— start of Page text —

Kirchoff's Current Law

The easiest one to understand is the current law. Think about a "cut" through a wire. Since no current flows out of the wire into air, the amount of current into the cut, must be the same as the current out of the cut area. The same idea applies to a junction, so $$ i_\text{in} = i_\text{out}, $$ simple as that.

  • A note about directions. Make a habit out of writing arrows for your currents. It doesn't matter which way you write them, because the cool thing about the equations is that if you guessed the wrong direction, the resulting current simply gets negative.
  • You may also have seen the law as $$ i_1 + \cdots + i_n = 0. $$ This assumes that the direction is either all into or out of the junction (the node). So, for instance for the equation above, \$i_\text{in} - i_\text{out} = 0\$ makes sense, since the current going into the cut on the output side must be the negated current out of the cut.
  • Voltage levels in a circuit are relative. In order for you to measure voltage, you need two leads. To make things simpler, we usually define a specific node which we consider 0V, which we call ground. It usually makes sense to attribute ground to the negative battery connection, because then most other nodes will be positive (compared to ground).

Using KCL

I will solve your problem using KCL and Ohm's Law. You have two junctions, the top one and the bottom one. I will call the bottom one ground, since it is connected to both negative battery terminals. So we define the voltage level there to be 0V.

There are two other nodes, the connection between the left battery (\$+\$-terminal) and the \$5\Omega\$ resistor, and the right battery and the \$6\Omega\$ resistor. We know the voltages of those because of the batteries (10 V and 12 V).

— end of Page text —
— start of Raw records —

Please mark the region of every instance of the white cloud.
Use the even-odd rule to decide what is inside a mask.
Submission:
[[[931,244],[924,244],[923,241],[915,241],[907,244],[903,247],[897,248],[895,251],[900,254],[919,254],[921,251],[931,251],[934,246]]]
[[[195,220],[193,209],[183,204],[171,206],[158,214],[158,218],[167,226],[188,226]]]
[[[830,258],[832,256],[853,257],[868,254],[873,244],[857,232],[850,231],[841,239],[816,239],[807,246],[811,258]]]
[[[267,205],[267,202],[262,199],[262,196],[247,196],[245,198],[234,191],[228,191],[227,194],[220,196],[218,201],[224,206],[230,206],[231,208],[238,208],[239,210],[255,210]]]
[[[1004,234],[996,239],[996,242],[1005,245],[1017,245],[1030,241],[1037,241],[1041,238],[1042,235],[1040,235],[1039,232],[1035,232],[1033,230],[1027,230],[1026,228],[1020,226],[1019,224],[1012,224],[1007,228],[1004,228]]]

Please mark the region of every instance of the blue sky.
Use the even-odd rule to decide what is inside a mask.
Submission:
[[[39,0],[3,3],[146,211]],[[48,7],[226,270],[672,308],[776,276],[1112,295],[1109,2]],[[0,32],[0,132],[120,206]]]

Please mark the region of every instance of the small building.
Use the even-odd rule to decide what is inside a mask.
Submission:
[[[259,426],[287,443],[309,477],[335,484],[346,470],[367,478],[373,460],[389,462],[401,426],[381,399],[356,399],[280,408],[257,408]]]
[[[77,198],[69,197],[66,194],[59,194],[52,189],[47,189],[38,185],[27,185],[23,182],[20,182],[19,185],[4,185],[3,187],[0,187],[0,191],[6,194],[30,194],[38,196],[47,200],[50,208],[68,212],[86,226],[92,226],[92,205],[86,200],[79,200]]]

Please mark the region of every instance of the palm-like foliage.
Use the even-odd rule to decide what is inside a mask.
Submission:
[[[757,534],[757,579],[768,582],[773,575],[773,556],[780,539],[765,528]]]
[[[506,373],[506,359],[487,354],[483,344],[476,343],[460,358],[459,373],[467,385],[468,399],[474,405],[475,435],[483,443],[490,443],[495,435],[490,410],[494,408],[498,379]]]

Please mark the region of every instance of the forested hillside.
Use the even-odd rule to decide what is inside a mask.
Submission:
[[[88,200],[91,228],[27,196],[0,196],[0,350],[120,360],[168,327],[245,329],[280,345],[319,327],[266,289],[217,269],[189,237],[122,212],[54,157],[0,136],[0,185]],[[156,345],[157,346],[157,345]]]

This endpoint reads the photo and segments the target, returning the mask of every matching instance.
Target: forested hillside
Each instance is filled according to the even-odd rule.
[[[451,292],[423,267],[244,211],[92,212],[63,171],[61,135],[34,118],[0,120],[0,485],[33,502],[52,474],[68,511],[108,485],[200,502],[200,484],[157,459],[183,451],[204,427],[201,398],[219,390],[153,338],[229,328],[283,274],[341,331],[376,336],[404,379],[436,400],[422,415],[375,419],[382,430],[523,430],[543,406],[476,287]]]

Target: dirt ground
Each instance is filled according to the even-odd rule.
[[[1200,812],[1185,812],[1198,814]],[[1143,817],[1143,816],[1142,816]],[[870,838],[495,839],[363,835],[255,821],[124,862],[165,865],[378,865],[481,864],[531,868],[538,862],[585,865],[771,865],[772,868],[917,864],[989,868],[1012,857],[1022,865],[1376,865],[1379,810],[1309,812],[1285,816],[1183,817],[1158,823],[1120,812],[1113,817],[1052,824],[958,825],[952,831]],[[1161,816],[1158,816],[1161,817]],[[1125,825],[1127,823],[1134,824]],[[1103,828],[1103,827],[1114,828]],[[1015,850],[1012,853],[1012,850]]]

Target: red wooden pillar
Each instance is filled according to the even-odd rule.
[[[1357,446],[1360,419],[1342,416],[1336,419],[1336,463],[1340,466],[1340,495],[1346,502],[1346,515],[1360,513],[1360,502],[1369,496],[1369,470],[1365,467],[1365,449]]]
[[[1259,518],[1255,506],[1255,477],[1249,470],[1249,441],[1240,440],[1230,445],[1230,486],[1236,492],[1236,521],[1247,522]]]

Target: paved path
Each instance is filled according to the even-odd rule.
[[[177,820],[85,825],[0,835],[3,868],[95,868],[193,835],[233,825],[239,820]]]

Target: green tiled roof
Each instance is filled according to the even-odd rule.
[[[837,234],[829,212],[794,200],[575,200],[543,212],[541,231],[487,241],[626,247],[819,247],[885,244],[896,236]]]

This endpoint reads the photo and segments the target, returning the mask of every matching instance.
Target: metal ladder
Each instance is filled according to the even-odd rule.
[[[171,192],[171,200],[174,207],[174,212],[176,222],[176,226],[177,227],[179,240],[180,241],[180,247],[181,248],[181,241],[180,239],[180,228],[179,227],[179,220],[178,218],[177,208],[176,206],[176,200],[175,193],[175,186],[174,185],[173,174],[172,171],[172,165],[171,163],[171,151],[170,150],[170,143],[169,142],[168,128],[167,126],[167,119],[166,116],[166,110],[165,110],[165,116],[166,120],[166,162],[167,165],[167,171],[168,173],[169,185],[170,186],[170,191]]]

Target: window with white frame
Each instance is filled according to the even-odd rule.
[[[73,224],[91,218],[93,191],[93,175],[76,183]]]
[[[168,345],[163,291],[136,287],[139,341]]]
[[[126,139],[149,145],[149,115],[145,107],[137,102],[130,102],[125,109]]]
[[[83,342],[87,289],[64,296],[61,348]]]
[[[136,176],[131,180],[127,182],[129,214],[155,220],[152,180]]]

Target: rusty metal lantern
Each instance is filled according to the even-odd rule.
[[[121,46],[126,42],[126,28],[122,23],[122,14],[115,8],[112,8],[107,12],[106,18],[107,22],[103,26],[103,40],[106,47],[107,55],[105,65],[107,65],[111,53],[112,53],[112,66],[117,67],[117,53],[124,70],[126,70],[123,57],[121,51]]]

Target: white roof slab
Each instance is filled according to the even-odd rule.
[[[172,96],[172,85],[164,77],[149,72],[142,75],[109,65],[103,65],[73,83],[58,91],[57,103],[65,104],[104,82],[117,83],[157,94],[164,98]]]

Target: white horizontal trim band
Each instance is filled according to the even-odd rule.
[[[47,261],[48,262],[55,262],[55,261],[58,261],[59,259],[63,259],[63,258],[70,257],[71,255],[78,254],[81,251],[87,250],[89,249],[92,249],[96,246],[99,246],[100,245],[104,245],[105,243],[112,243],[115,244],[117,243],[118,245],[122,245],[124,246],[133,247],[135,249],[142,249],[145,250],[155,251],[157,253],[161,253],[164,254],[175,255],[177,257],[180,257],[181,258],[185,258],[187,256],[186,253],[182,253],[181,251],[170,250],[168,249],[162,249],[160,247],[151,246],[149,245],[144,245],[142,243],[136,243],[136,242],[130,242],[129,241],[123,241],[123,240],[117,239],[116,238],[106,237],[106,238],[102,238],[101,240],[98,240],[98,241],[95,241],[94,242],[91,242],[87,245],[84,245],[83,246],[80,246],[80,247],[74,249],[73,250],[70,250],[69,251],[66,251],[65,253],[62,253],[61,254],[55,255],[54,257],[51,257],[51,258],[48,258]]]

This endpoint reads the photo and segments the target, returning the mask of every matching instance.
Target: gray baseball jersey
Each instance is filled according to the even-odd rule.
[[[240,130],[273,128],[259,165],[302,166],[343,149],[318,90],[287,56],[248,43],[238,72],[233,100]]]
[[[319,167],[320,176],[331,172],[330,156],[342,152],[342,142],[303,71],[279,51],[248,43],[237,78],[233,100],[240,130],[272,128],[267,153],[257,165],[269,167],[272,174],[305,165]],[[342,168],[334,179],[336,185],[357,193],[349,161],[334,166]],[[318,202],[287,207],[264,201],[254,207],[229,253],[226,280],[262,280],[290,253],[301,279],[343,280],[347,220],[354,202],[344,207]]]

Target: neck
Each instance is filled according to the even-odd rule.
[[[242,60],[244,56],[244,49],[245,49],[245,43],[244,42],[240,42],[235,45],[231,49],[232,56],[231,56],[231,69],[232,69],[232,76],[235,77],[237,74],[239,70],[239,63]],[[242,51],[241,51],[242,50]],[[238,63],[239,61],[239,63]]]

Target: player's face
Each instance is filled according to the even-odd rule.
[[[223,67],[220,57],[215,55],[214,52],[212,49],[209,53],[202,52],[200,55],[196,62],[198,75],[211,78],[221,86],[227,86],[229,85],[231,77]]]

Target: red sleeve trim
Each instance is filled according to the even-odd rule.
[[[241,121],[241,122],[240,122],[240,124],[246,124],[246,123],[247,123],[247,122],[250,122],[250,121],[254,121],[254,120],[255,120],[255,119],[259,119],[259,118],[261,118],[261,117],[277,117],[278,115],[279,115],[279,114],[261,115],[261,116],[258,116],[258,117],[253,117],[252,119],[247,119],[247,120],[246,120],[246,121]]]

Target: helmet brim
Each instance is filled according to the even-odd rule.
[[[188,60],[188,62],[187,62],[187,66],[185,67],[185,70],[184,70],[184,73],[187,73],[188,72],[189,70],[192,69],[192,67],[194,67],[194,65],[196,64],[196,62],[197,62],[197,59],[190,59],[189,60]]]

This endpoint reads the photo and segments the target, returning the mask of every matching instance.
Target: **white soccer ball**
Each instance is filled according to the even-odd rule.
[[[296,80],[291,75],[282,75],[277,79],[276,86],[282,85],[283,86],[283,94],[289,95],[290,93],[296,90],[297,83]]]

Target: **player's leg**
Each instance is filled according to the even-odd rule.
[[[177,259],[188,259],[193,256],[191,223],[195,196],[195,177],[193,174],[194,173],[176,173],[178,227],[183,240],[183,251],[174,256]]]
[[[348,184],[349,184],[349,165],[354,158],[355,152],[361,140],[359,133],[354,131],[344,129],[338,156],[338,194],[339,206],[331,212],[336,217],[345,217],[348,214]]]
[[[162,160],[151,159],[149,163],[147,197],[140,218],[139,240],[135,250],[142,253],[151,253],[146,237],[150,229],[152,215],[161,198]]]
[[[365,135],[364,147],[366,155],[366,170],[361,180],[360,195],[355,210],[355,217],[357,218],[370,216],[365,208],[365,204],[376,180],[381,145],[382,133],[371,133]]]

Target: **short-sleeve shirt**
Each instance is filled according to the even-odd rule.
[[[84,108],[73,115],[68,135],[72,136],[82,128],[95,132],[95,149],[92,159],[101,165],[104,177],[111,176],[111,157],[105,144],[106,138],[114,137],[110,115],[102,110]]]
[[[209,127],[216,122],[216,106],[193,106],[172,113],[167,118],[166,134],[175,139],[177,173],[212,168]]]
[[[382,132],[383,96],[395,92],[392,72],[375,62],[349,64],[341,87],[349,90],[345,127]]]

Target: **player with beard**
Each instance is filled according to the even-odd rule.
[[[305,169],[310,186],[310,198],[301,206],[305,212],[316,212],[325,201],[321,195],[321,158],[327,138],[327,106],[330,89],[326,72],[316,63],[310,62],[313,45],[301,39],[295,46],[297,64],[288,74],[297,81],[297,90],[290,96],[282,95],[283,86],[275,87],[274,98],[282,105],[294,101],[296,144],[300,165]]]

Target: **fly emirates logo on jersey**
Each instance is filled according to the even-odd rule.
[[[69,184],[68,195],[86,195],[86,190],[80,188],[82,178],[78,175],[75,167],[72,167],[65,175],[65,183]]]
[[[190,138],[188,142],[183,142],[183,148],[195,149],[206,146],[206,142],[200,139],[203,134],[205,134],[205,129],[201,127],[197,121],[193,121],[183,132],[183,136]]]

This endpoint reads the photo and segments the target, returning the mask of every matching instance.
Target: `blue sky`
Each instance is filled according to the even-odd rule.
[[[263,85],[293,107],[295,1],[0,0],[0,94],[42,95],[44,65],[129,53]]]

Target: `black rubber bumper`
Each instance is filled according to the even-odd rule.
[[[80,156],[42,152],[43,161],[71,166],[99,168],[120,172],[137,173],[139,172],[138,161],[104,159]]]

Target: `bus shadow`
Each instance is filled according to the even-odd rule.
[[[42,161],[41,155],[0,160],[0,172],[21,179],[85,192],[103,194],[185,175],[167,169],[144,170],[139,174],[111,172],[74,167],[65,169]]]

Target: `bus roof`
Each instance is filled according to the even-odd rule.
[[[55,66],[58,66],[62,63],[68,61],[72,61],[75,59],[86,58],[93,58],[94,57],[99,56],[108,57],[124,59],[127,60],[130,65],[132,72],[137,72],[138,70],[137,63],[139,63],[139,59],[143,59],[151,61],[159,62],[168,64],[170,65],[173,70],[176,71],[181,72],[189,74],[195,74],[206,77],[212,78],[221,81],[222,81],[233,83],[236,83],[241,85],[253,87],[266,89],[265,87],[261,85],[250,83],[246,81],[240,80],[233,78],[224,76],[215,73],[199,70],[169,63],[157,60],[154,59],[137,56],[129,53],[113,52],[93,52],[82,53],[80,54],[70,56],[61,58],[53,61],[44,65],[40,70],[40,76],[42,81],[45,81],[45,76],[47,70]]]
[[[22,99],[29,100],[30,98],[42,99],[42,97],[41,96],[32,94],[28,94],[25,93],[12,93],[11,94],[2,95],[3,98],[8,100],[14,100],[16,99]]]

— end of Raw records —

Given problem 1: Recast the paragraph of the current-law text that begins "I will solve your problem using KCL" as a short bulleted list that keeps its main facts.
Given problem 2: Extend the current-law text by a few sentences, picking up right after its final sentence.
None of this data is needed for the work on the current-law text.

Right answer 1:
- The problem is solved with KCL and Ohm's Law.
- There are two junctions, a top one and a bottom one.
- The bottom junction is called ground because it connects to both negative battery terminals.
- The voltage level at ground is defined as 0V.

Right answer 2:
So, we are left with a single voltage, the top junction, which I will call \$V_x\$.

We see that the voltage drop from the left battery over the left resistor is \$10 - V_x\$. Using Ohm's Law: $$ (10\;\text{V}) - V_x = i_\text{left} \times (5\;\Omega) $$ This means (remember, we want currents for KCL): $$ i_\text{left} = \frac{10 - V_x}{5} $$ Similarly, for the right side, we get $$ i_\text{right} = \frac{12 - V_x}{6} $$ For the middle resistor, we have a voltage drop of \$V_x - V_\text{ground} = V_x - 0 = V_x\$, so defining \$i_\text{middle}\$ as downwards: $$ i_\text{middle} = \frac{V_x}{10} $$

Now we have all what we need. KCL gives us $$ i_\text{left} + i_\text{right} - i_\text{middle} = 0 $$ where you notice the negation due to my direction of the middle resistor. Plugging in the currents from above: $$ \frac{10 - V_x}{5} + \frac{12 - V_x}{6} - \frac{V_x}{10} = 0 $$ Getting rid of fractions by multiplying with 30: $$ 60 - 6 V_x + 60 - 5 V_x - 3V_x = 0 \\ 120 - 14 V_x = 0 \\ 120 = 14 V_x \\ V_x = \frac{120}{14} = 8\frac{4}{7}\approx 8.57 $$ So the voltage at the upper junction (compared to ground) is 8.57 V.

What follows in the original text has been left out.